WHAT THIS TASK INVOLVES — In the lines below, swap "put a dot on each instance" for "mark every occurrence" wherever it occurs, and write all of them out again with nothing else changed.

-------

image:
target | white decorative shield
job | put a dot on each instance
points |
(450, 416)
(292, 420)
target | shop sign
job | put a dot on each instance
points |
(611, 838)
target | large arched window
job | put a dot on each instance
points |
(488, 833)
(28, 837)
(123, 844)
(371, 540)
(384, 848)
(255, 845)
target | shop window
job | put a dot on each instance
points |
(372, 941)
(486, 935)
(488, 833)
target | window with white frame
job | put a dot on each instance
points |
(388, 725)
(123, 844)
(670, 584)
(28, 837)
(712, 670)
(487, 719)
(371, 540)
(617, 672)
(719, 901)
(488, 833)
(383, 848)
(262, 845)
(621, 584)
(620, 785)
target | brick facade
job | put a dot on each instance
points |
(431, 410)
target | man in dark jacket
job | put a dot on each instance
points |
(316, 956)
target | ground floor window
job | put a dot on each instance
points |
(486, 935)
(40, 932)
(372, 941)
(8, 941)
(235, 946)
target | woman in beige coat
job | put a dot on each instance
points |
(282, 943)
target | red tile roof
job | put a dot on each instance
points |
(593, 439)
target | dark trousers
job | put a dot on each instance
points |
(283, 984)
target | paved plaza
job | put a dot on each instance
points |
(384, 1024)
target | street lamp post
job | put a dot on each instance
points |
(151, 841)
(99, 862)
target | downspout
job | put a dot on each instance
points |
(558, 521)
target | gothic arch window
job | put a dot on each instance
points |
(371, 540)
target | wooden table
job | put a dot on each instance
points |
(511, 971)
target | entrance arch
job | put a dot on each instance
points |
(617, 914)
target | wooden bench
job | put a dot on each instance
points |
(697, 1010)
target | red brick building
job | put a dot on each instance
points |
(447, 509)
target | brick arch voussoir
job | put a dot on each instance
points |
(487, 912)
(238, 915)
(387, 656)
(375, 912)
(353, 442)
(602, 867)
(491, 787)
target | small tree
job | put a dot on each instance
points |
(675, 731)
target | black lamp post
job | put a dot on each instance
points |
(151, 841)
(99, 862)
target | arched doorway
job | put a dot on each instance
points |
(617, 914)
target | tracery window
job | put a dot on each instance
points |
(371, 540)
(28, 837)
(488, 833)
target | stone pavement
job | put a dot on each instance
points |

-------

ANSWER TO THE EXERCISE —
image:
target | white decorative shield
job | mark every occurrence
points |
(450, 416)
(292, 420)
target | shop sign
job | mark every occurrence
points |
(611, 838)
target | large arched window
job | mark every occurrence
points |
(488, 833)
(28, 837)
(123, 844)
(371, 540)
(384, 848)
(255, 845)
target | shop window
job | mark every occurrence
points |
(372, 941)
(486, 935)
(488, 833)
target | window with white frame
job | mark every occurrence
points |
(388, 725)
(123, 844)
(670, 584)
(28, 837)
(712, 670)
(487, 719)
(371, 540)
(617, 672)
(719, 901)
(488, 833)
(383, 848)
(262, 845)
(621, 584)
(620, 785)
target | brick facade
job | mark every occurrence
points |
(431, 410)
target | man in dark jacket
job | mark every occurrence
points |
(316, 956)
target | ground floor window
job | mark every occurrence
points |
(486, 935)
(40, 932)
(372, 941)
(8, 941)
(235, 946)
target | woman in beige coat
job | mark every occurrence
points |
(282, 943)
target | red tile roof
job | mark every occurrence
points |
(593, 439)
target | dark trousers
job | mark every occurrence
points |
(283, 984)
target | paved plaza
job | mark every occurrence
points |
(384, 1024)
target | street lamp post
job | mark every occurrence
points |
(151, 841)
(99, 862)
target | downspout
job | mark every occurrence
points |
(558, 521)
target | gothic arch window
job | mark every occurrence
points |
(371, 540)
target | wooden table
job | mark every occurrence
points |
(511, 971)
target | entrance arch
job | mark every occurrence
points |
(617, 914)
target | wooden bench
job | mark every occurrence
points |
(697, 1010)
target | red brick building
job | mark every occurrence
points |
(447, 509)
target | brick arch voussoir
job | mark every occurrence
points |
(487, 912)
(238, 915)
(387, 656)
(375, 912)
(353, 442)
(602, 867)
(491, 787)
target | small tree
job | mark every occurrence
points |
(675, 731)
target | black lamp post
job | mark every occurrence
points |
(151, 841)
(99, 862)
target | arched doorway
job | mark every occurrence
points |
(617, 914)
target | tracery window
job | mark every occurrence
points |
(371, 540)
(28, 837)
(488, 833)
target | stone pavement
job | mark every occurrence
points |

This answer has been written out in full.